Work to complete
Quote all lines below exactly. Images stay out.

Data in this exercise

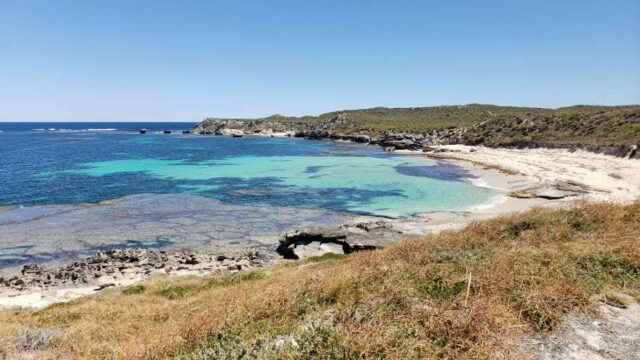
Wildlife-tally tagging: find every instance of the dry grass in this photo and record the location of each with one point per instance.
(462, 294)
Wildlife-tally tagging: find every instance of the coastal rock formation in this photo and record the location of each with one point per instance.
(345, 239)
(552, 191)
(608, 130)
(106, 267)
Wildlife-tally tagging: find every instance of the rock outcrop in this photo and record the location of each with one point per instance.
(106, 266)
(521, 130)
(552, 191)
(345, 239)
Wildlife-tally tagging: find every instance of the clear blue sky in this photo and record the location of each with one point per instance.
(185, 60)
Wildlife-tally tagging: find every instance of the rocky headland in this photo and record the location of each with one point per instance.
(607, 130)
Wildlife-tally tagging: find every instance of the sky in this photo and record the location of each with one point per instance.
(187, 60)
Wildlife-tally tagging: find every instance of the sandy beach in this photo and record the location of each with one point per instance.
(608, 178)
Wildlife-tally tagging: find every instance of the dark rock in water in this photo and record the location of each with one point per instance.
(552, 191)
(343, 240)
(118, 263)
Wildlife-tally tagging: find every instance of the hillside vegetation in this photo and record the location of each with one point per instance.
(459, 294)
(489, 124)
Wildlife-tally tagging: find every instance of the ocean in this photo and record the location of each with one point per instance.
(213, 194)
(70, 163)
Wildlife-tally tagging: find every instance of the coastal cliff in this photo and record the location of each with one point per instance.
(613, 130)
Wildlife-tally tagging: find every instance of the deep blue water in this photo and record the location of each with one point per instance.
(67, 163)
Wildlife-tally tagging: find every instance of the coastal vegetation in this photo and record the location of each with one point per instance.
(487, 124)
(469, 293)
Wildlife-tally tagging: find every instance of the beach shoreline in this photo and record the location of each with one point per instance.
(507, 170)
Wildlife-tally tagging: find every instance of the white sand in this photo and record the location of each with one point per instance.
(612, 179)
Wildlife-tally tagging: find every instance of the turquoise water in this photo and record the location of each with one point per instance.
(75, 166)
(398, 194)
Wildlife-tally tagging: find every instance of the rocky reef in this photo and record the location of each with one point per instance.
(345, 239)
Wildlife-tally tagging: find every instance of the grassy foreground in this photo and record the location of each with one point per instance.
(460, 294)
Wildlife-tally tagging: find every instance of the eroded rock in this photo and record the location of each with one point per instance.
(345, 239)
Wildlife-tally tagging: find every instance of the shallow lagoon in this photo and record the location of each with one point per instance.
(76, 167)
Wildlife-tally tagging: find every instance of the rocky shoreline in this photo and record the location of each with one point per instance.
(119, 266)
(339, 128)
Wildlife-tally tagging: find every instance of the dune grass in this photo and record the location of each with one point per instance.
(459, 294)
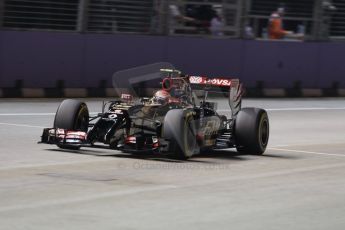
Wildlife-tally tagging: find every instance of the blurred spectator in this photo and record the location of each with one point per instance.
(248, 32)
(275, 26)
(176, 17)
(217, 26)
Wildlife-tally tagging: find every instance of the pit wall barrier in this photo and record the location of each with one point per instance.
(52, 64)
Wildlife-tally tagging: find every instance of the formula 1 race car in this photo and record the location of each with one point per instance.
(172, 121)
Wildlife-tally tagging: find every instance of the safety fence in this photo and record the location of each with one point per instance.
(316, 19)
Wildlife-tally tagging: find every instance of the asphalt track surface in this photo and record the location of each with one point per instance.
(298, 184)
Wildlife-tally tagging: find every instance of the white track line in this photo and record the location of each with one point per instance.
(304, 109)
(309, 152)
(88, 198)
(23, 125)
(27, 114)
(220, 110)
(292, 109)
(35, 114)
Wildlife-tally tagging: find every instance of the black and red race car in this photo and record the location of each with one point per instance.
(174, 120)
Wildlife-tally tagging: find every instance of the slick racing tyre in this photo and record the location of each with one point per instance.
(179, 129)
(72, 115)
(251, 131)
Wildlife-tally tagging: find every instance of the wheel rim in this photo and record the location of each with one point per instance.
(82, 120)
(190, 138)
(264, 132)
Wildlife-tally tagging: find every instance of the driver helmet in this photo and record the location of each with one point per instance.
(161, 97)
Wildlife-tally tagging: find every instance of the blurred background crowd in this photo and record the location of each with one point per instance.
(250, 19)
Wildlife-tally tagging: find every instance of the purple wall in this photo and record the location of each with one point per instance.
(82, 60)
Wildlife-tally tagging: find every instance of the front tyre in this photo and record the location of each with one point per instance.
(179, 129)
(251, 131)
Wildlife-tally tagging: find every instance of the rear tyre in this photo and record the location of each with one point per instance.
(252, 131)
(179, 129)
(72, 115)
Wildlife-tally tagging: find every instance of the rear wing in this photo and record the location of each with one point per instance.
(231, 86)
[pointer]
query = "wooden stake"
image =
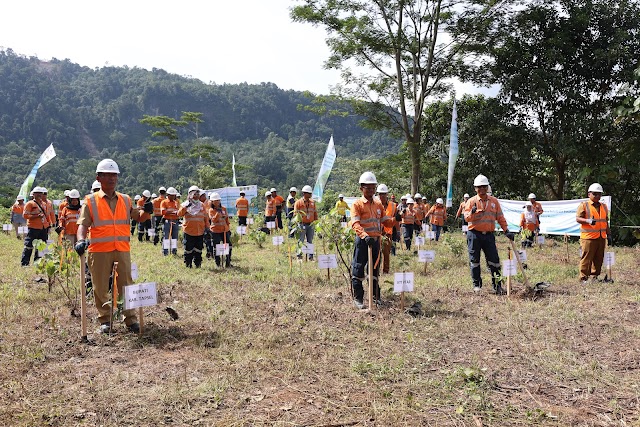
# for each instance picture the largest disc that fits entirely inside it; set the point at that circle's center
(370, 265)
(509, 277)
(83, 298)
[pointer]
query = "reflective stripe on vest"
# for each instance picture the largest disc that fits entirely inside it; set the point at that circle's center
(109, 230)
(588, 231)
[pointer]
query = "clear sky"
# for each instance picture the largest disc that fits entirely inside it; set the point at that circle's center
(219, 41)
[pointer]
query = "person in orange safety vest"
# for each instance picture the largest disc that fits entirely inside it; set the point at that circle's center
(368, 217)
(105, 219)
(481, 212)
(593, 217)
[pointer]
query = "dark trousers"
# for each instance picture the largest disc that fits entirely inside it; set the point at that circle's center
(359, 267)
(142, 230)
(407, 234)
(476, 242)
(157, 223)
(193, 250)
(219, 238)
(33, 234)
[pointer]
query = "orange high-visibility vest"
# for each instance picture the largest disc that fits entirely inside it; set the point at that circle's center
(219, 219)
(588, 231)
(242, 206)
(109, 231)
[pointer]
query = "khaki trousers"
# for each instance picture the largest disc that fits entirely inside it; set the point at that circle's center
(101, 265)
(592, 257)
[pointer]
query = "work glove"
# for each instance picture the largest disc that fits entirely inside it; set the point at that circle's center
(81, 246)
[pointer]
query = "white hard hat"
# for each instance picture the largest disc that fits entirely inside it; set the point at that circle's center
(595, 188)
(367, 178)
(480, 180)
(108, 166)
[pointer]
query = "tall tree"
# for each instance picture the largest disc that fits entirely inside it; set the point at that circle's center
(559, 64)
(400, 54)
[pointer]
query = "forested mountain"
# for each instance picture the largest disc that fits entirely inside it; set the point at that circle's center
(93, 113)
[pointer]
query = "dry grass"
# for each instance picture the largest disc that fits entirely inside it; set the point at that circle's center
(257, 346)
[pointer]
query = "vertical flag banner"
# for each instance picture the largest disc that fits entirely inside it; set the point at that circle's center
(47, 155)
(233, 168)
(453, 153)
(325, 169)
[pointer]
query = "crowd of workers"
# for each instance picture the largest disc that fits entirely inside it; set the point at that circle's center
(104, 221)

Task output
Wildlife-tally tagging: find every instance of the dry grass in this photo and record the location of each with one point per instance.
(462, 294)
Wildlife-tally tagging: find every instance of the coastal rock formation in this photo and record the location of each with one point per instance.
(345, 239)
(552, 191)
(608, 130)
(106, 267)
Wildlife-tally tagging: find every instance of the rock outcrop in this photo and record the location of each with one point per instance.
(106, 266)
(521, 130)
(552, 191)
(345, 239)
Wildlife-tally tagging: find every instance of the clear blue sky in this photo and record the location of each with one point per instance.
(185, 60)
Wildlife-tally tagging: find every instance of the rocky headland in this photo and record the location of each with one point per instance.
(607, 130)
Wildlife-tally tagging: find every instance of the sky in this photo and record the location of each with one point per instance.
(187, 60)
Wildlife-tally tagging: find every instance of the sandy beach in this photo and record the location of each with one point per instance.
(608, 178)
Wildlife-tally tagging: find every instance of the dark rock in water in this photo and record the location of each with one point per instance.
(552, 191)
(343, 240)
(118, 263)
Wildlife-tally tagging: find every instance of the hillside vegetation in this photo and record the location of each with one point per instance.
(459, 294)
(489, 124)
Wildlife-tally tagging: find every instance of the ocean in this photo and record the location of each with one point per instance.
(213, 194)
(70, 163)
Wildlife-tally tagging: find every instance of the coastal cliff in this photo and record the location of each with one point per instance.
(613, 130)
Wildlife-tally tagging: find every instance of the deep blue water in this photo and record the location of each with one point per instance.
(67, 163)
Wildlife-tally tagging: find every instance of the coastal vegetation in this photo and record the location of each with one point per instance.
(487, 124)
(469, 293)
Wildlife-tally tagging: find every instance of the beach shoreline in this photo and record the location of each with one point per instance.
(507, 170)
Wildlife-tally tagging: find every instance of the white sand in this photo and record the location of each with one point per instance.
(612, 179)
Wildlife-tally tagging: find every instance of the turquoise water in this photo and record the location of each with one point per instance.
(75, 166)
(398, 194)
Wildlife-tally tagging: find every instance of the rocky reef in this photo and record the location of each with one point per instance.
(345, 239)
Wildlife-tally tagging: find every instance of the grassy foreground in this photo and record the location of each with one point per instance.
(460, 294)
Wildlife-tally tagging: find every instance of the eroded rock in this photo and record the location of each with one point per instance.
(345, 239)
Wildlife-tally tagging: find every instance of the shallow lagoon in this photo and record the location of each with one point per instance.
(76, 167)
Wildlife-tally tagging: find every instance of the rocky shoreline in this photo and record the location of each with one point per instance.
(119, 266)
(339, 128)
Wildlife-tally tagging: find every instance of the dune grass in this photo and record the location of each with one point per instance.
(459, 294)
Wildlife-tally tagging: find every instance of the blurred spectator in this photo and record the location of each with one point per instance.
(248, 32)
(275, 26)
(176, 17)
(217, 26)
Wildlife-tally tagging: find every instance of the pit wall barrier in this photo and record the location of each with one point per instance.
(52, 64)
Wildlife-tally tagging: find every instance of the formula 1 race car in this photo and record the location of each with one point per instance.
(172, 121)
Wildlife-tally tagging: find every instance of the safety fence in this photo and record the location of each with one point per instance.
(316, 19)
Wildlife-tally tagging: find every instance of the asphalt track surface in this photo and record the location of each with one point per instance.
(298, 184)
Wildlife-tally tagging: find every instance of the white track line in this photo and record the location of each with one point per instance.
(304, 109)
(309, 152)
(88, 198)
(23, 125)
(27, 114)
(220, 110)
(292, 109)
(35, 114)
Wildlife-tally tagging: find every instance of the black and red race car in this photo and record the location of each with one point per instance.
(174, 120)
Wildlife-tally tagging: find every instance of the slick racing tyre in this photo and record the location of each with one point per instance.
(179, 129)
(72, 115)
(251, 131)
Wildlife-tally tagging: find every instance of the wheel rim in this photo and record the location of each with one point per instance.
(82, 120)
(190, 138)
(264, 132)
Wildlife-tally tagging: find every instance of the driver helmet in this photo and record the location of each with one point per instance.
(161, 97)
Wildlife-tally tagging: find every instance of the blurred background crowd in this photo and record the location of each with one point per instance.
(250, 19)
Wildlife-tally tagging: find every instance of the purple wall in this photo and record the location of each with one point per instance.
(82, 60)
Wildlife-tally tagging: find every instance of the front tyre in this photo and record the location of each with one point per instance.
(179, 129)
(251, 131)
Wildlife-tally tagging: find every instance of the rear tyre in this photo and record the location of each with one point per instance.
(252, 131)
(179, 129)
(72, 115)
Wildlife-tally tagging: find every instance of the rear wing in this photo and record the location of each with one point per instance.
(231, 86)
[pointer]
query = "wooden stake"
image =
# for each instance picture the largest disc that fits entirely inside it; set the point at that circle's center
(370, 265)
(509, 277)
(83, 298)
[pointer]
query = "reflective stripe on vest"
# for each instance picture the largest disc that fits entirely inside it; set the point at that circle's center
(109, 230)
(588, 231)
[pointer]
query = "clear sky"
# for each instance picture the largest disc that fits entirely inside it; set the point at that circle's center
(219, 41)
[pointer]
query = "person in orange safety vest"
# for each instance picture the largest disc that fits entirely inside it; set the point at that circle's center
(368, 217)
(105, 219)
(481, 212)
(593, 217)
[pointer]
query = "dark trousers"
# for each instance picture the largest disc that fits entirely inside it; set the point at that circle's center
(359, 267)
(142, 230)
(407, 234)
(476, 242)
(157, 223)
(193, 250)
(219, 238)
(33, 234)
[pointer]
query = "orange high-visibility vest"
# for each instance picture the largest disc that fits entirely inside it; set the point at that circle's center
(219, 219)
(588, 231)
(242, 206)
(109, 231)
[pointer]
query = "khaki trousers"
# for each instance picture the largest disc that fits entirely inside it; set the point at that circle's center
(101, 265)
(592, 257)
[pointer]
query = "work glove"
# for each instance picture the largest disc that fits entirely inside it; set the point at that circle's center
(81, 246)
[pointer]
query = "white hard hat"
# for each instance picture the largest disc that fits entirely inside it; set the point at that circle's center
(595, 188)
(367, 178)
(480, 180)
(108, 166)
[pointer]
query = "tall tree"
# for each instance picture the largest disc that fits entirely inside it; set the point at that circle's center
(559, 64)
(400, 54)
[pointer]
query = "forested mountain"
# for each instance picture the largest disc that fits entirely inside it; set the point at that circle's center
(93, 113)
[pointer]
query = "dry grass"
# for each instance picture the largest disc that fits entirely inside it; set the point at that circle's center
(257, 346)
[pointer]
query = "vertical flag banner"
# for each instance picture the largest disc that fits entirely inside it; set the point at that circle's center
(47, 155)
(233, 168)
(453, 153)
(325, 169)
[pointer]
query = "crowd of workers"
# for each instance picture the largest disc that fits entirely inside it; set the point at that circle's center
(104, 221)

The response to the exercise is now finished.